- [Quoted passage]

== Segment start ==

Patterson: Cow age influences profitability, efficiency in the cattle herd
Loveland, Colo. – When it comes to cattle, Padlock Ranch CEO Trey Patterson said that profitable cattle are usually productive, but productive cattle are not always profitable.
“It is the economic component that we are after,” Patterson commented during his presentation at the Range Beef Cow Symposium in Loveland, Colo. in mid-November. “When we are talking about cow efficiency, we need a certain level of production, but we also need the economic efficiency.”
When looking at efficiency, Patterson noted that it is challenging to parse out the many components that are included.
“It is terribly complex, with the genetics, management, environment, changing costs and changing markets all involved,” he said. “There are so many factors involved.”
Citing a 1984 paper by Ferrell and Jenkins, Patterson said that efficiency is dependent on the biological type of the cow.
“We have different biological efficiencies bred into our cows,” he said. “Some are more moderate, others are heavier milking and larger. These researchers looked at two different biological types of cattle at two levels of feed intake.”
Their research showed that, when feed was restricted, the more moderate cattle had a higher biological efficiency.
Additionally, studies related to milk production and efficiency showed that those cows with lower milk production were more economically efficient, with more dollars out per dollars in.
At the same time, Patterson noted that individual ranches must also consider their environment and grazing system in evaluating the efficiency of cattle.
“If I am looking at cow efficiency and I look at rotational grazing versus season-long grazing, we’ve been able to document that we can increase animal unit month (AUM) harvesting by having a planned, time-controlled grazing system,” Patterson explained. “If we are going to be fully stocked and have some grazing pressure, we typically find that the heavier biological types tend to weed themselves if we cull on reproduction.”
Reducing grazing pressure, he continued, can create a more liberal feed situation, but the stocking rate may depend partially on the overhead costs.
“In most ranches, it seems like we have to be fully stocked to dilute the overhead costs,” Patterson commented.
“Carrying capacity of our ranches and what they return on a per-acre basis is also important,” he added.
Patterson also includes longevity of cattle when he looks at efficiency.
“J. Zietsman, in a 2014 study, measures efficiency as if a cow can produce a second calf on or before her birthday,” Patterson said, citing another study. “Longevity in production is important relative to efficiency, and young cow reproduction is something that is seriously important.”
Heifer pregnancy rates, whether they were bred early or late in the season and the time and costs associated with calving heifers should also be included.

== Segment end ==

- [Extracted records]

== Segment start ==

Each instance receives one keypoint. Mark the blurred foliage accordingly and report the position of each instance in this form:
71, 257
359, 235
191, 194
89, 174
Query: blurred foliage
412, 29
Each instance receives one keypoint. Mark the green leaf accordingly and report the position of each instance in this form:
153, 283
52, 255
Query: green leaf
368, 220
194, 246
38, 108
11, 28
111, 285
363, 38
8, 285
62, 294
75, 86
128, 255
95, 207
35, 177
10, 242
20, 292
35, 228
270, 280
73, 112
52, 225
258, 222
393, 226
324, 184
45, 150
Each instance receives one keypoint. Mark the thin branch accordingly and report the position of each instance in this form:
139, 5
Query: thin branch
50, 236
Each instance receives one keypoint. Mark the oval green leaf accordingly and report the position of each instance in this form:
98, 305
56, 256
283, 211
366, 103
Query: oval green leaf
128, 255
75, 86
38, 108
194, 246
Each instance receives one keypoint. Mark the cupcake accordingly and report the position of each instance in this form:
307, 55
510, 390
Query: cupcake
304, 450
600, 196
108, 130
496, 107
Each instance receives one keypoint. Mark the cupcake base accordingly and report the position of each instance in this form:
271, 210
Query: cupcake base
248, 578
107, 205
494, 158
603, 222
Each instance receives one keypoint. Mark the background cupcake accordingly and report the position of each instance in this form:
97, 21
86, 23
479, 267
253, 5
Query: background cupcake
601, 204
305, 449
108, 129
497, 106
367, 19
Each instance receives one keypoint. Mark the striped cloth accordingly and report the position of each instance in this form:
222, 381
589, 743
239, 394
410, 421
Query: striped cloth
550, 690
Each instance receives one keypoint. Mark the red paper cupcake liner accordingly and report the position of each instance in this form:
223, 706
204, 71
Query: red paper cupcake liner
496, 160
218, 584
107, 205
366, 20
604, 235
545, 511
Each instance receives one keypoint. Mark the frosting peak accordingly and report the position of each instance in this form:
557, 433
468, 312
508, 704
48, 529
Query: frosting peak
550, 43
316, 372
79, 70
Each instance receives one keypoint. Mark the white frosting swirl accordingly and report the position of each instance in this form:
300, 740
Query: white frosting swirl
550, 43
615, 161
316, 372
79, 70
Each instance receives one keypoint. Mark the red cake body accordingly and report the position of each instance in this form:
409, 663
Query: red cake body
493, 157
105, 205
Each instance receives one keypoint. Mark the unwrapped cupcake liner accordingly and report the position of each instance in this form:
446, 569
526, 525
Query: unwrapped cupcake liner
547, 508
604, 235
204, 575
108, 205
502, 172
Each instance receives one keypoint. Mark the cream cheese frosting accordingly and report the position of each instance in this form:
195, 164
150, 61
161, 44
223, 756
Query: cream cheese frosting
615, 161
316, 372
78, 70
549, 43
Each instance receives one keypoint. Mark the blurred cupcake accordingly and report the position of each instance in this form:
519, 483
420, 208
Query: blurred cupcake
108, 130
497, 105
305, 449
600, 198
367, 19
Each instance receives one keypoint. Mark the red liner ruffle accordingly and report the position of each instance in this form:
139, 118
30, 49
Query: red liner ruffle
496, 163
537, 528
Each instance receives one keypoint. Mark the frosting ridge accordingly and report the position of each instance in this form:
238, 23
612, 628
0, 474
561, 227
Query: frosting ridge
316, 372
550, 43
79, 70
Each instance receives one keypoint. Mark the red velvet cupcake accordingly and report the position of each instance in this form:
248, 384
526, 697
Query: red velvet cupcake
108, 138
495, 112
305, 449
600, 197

== Segment end ==

- [Task A] In the cattle-efficiency article, list the factors that Patterson names in the quote calling cow efficiency "terribly complex."
- [Task B] Write the next few paragraphs of the article on cow age and efficiency in the cattle herd, picking up after its final sentence about heifer pregnancy rates and calving costs.

- [Exercise result A] genetics, management, environment, changing costs, changing markets

- [Exercise result B]
One way to look inside efficiency in a cowherd is by using net present value (NPV).
NPV estimates net cash flow by taking gross revenue minus costs.
“The middle-aged cow has a higher NPV than younger cows,” he said, which isn’t intuitive, but Patterson noted that lower reproduction drives that figure. “We also have to include the marketing of calves off heifers and the young cows.”
In one example, Patterson utilized a set of 100 bred, coming-two-year-old cows in two scenarios. First, he assumed that the two- and three-year-old pregnancy rates were at 88 percent, and running age cows had a rate of 93 percent that tapers off at age 11. Cows were culled at age 13.
He also used a five-year average for 550-pound calf and cull cow prices.
In the second scenario, he utilized a pregnancy rate of 75 percent on the two- and three-year-olds, leaving the other factors constant.
The result, however, was a change in the average age of the set of cows over their lifetime. In scenario one, where an 88 percent pregnancy rate was seen on young cows, the average age of the set was 5.6 years. Scenario two, with a 75 percent young cow pregnancy rate, had an average age of 5.3 years.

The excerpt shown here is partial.